■ PROMPT A
Answer these questions from the Hillman earnings release:
(i) What were net sales in the prior year quarter?
(ii) How much did Adjusted EBITDA total for the thirteen weeks ended July 1, 2023?
(iii) On which exchange does Hillman trade, and under what ticker?
■ PROMPT B
Reproduce the section of the Hillman earnings release that begins with the words containing "CINCINNATI, Aug. 08, 2023" and ends with "(Twenty-six weeks ended July 1, 2023)".

■ SELECTED EXCERPT
CINCINNATI, Aug. 08, 2023 (GLOBE NEWSWIRE) -- Hillman Solutions Corp. (Nasdaq: HLMN) (the “Company” or “Hillman”), a leading provider of hardware products and merchandising solutions, reported financial results for the thirteen and twenty-six weeks ended July 1, 2023.

Second Quarter 2023 Highlights (Thirteen weeks ended July 1, 2023)

  • Net sales decreased (3.6)% to $380.0 million compared to $394.1 million in the prior year quarter
  • Net income totaled $4.5 million, or $0.02 per diluted share, compared to $8.8 million, or $0.04 per diluted share, in the prior year quarter
  • Adjusted diluted EPS1 was $0.13 per diluted share compared to $0.14 per diluted share in the prior year quarter
  • Adjusted EBITDA1 totaled $58.0 million compared to $62.3 million in the prior year quarter

Second Quarter YTD 2023 Highlights (Twenty-six weeks ended July 1, 2023)

■ PROVIDED DATA
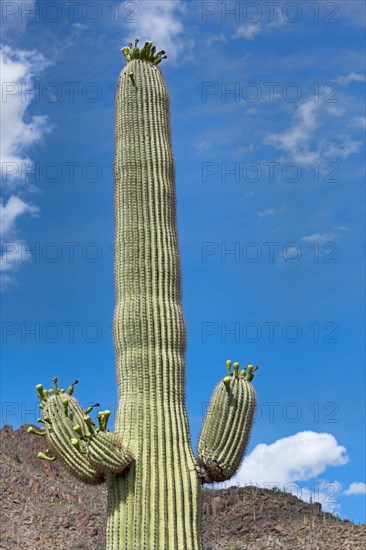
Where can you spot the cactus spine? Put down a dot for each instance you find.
(154, 480)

■ EXERCISE SOLUTION A
(i) $394.1 million
(ii) $58.0 million
(iii) Nasdaq, under HLMN

■ EXERCISE SOLUTION B
CINCINNATI, Aug. 08, 2023 (GLOBE NEWSWIRE) -- Hillman Solutions Corp. (Nasdaq: HLMN) (the “Company” or “Hillman”), a leading provider of hardware products and merchandising solutions, reported financial results for the thirteen and twenty-six weeks ended July 1, 2023.

Second Quarter 2023 Highlights (Thirteen weeks ended July 1, 2023)

  • Net sales decreased (3.6)% to $380.0 million compared to $394.1 million in the prior year quarter
  • Net income totaled $4.5 million, or $0.02 per diluted share, compared to $8.8 million, or $0.04 per diluted share, in the prior year quarter
  • Adjusted diluted EPS1 was $0.13 per diluted share compared to $0.14 per diluted share in the prior year quarter
  • Adjusted EBITDA1 totaled $58.0 million compared to $62.3 million in the prior year quarter

Second Quarter YTD 2023 Highlights (Twenty-six weeks ended July 1, 2023)